───── DATASET RECORDS ─────

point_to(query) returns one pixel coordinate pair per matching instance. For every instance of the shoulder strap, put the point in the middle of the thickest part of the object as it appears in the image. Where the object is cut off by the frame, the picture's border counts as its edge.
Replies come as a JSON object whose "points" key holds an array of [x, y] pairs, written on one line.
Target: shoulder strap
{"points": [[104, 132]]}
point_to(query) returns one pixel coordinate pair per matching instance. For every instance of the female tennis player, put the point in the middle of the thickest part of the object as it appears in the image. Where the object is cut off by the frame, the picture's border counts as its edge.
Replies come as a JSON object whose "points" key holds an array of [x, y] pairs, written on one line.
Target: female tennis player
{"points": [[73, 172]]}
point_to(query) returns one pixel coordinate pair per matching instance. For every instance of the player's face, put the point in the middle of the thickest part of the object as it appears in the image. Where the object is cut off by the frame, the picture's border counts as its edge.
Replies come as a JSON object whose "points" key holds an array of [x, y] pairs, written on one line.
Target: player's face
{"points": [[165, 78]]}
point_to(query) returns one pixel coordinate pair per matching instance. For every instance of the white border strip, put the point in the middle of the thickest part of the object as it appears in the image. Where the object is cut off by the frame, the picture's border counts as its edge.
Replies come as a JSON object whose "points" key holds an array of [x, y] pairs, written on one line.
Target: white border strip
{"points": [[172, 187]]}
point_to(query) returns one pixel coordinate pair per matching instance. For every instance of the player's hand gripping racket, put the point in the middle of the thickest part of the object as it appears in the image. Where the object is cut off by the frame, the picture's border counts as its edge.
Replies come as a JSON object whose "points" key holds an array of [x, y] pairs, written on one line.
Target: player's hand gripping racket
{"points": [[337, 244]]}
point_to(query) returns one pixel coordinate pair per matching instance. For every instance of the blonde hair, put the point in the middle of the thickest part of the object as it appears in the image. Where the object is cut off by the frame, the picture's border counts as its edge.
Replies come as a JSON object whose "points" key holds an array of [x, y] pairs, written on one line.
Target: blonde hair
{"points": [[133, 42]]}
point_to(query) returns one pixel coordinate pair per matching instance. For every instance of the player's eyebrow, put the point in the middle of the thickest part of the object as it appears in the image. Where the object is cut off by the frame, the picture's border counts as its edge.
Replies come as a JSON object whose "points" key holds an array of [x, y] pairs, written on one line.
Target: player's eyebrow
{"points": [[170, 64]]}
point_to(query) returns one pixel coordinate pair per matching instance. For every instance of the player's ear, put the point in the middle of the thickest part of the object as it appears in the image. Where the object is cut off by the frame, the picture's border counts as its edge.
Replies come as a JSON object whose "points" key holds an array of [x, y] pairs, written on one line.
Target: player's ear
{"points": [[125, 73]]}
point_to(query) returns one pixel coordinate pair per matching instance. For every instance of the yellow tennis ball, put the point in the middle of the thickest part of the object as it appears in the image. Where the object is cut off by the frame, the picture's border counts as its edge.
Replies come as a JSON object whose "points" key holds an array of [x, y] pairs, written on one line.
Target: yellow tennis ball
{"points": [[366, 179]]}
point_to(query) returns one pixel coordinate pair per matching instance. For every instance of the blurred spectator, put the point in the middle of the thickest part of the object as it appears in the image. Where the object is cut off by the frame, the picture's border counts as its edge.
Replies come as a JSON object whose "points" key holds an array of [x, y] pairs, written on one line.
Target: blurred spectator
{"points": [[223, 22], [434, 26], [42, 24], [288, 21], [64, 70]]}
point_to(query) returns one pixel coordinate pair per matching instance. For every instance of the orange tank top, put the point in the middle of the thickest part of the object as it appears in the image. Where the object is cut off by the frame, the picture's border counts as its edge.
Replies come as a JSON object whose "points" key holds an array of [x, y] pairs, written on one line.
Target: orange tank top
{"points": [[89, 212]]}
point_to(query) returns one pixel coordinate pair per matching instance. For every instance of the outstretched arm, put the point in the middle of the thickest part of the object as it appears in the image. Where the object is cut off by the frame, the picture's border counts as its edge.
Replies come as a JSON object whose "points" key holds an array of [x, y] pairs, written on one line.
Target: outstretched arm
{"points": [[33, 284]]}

─────

Produce the material above again, word for word.

RESULT FOR THIS TASK —
point_to(query) returns one pixel coordinate pair per matching instance. For every instance of the shoulder strap, put the point in the middle of the thickest part of the object as it appears in the image. Where the object is cut off by the frame, the picture's border counts as its edge.
Replies come as a JSON object whose "points" key holds an array of [x, y] pairs, written on one line.
Target: shoulder strap
{"points": [[104, 132]]}
point_to(query) returns one pixel coordinate pair per matching instance. For every instance of the female tennis player, put the point in the middle of the thickest part of the object as it appears in the image. Where the object is cut off by the frame, the picture's border counts as its edge.
Replies come as a JSON object whose "points" key holds an array of [x, y] pairs, written on one line.
Target: female tennis player
{"points": [[73, 172]]}
point_to(query) returns one pixel coordinate pair per matching instance. For every instance of the player's face, put the point in the middle of the thickest part of the object as it appears in the image. Where the object is cut off by the frame, the picture's border counts as its edge.
Replies come as a JSON object whose "points" key holds an array of [x, y] pairs, written on one line.
Target: player's face
{"points": [[165, 78]]}
point_to(query) returns one pixel coordinate pair per matching instance. For every instance of the white border strip, put the point in the middle of the thickest part of the object as it appears in the image. Where the object is cut off by the frame, the picture's border counts as its edge.
Replies come as a JSON object whose "points" key holds an array of [x, y] pairs, written on one line.
Target: white border strip
{"points": [[172, 187]]}
point_to(query) returns one pixel coordinate pair per matching instance. For every instance of the player's hand gripping racket, put the point in the middle of the thickest part of the object as it appears in the image. Where the object is cut off by the frame, the picture's border counts as its edge.
Replies come as a JSON object whose "points" key holds an array of [x, y] pairs, written on one line.
Target: player's hand gripping racket
{"points": [[337, 244]]}
point_to(query) returns one pixel coordinate pair per matching instance. For every instance of the blonde hair, put the point in the middle of the thickest part of the object as it appears in the image. Where the object is cut off by the frame, the picture's border counts as its edge.
Replies come as a JSON object whose "points" key holds an array of [x, y] pairs, written on one line.
Target: blonde hair
{"points": [[133, 42]]}
point_to(query) returns one pixel coordinate pair per matching instance. For every instance of the player's eyebrow, put the point in the middle of the thickest part of the object as it appears in the image. Where the object is cut off by the frame, the picture's border counts as its edge.
Replies come as a JSON object whose "points" key holds an array of [x, y] pairs, written on one line.
Target: player's eyebrow
{"points": [[170, 64]]}
point_to(query) returns one pixel coordinate pair per matching instance. For every instance of the player's ear, put the point in the middle of the thickest part of the object as it appears in the image. Where the object is cut off by the frame, the picture's border counts as its edge.
Replies come as a JSON object whose "points" key holds an array of [x, y] pairs, written on one line.
Target: player's ear
{"points": [[125, 73]]}
point_to(query) returns one pixel coordinate pair per matching instance. For every instance of the yellow tennis ball, put the point in the middle of the thickest part of the object as it appears in the image. Where the object is cut off by the frame, the picture's border counts as its edge.
Replies come as a JSON object whose "points" key holds an array of [x, y] pairs, written on one line.
Target: yellow tennis ball
{"points": [[366, 179]]}
point_to(query) returns one pixel coordinate pair per matching instance. For every instance of the blurred spectator, put the point in the middle of the thickest part of the object as it appears in the image. Where the object is cut off by the frame, the picture's border counts as its edge.
Replies come as a JSON object whose "points" key holds an array of [x, y] pairs, written on one line.
Target: blurred spectator
{"points": [[223, 22], [434, 26], [42, 24], [288, 21], [64, 70]]}
point_to(query) returns one pixel coordinate pair per matching instance. For every instance of the orange tank top, put the point in the middle of the thickest part of the object as it appears in the image. Where the object is cut off by the frame, the picture's border counts as its edge.
Replies come as a JSON object whose "points" key holds an array of [x, y] pairs, written on one line.
Target: orange tank top
{"points": [[89, 212]]}
point_to(query) returns one pixel coordinate pair per matching instance. For every instance of the outstretched arm, put the point in the middle of the thickest part of the object as it appears in the image. Where the object is cut off by the frame, the picture's border counts as its edge.
Replies come as a JSON object whose "points" key holds an array of [x, y] pairs, written on one line.
Target: outstretched arm
{"points": [[33, 284]]}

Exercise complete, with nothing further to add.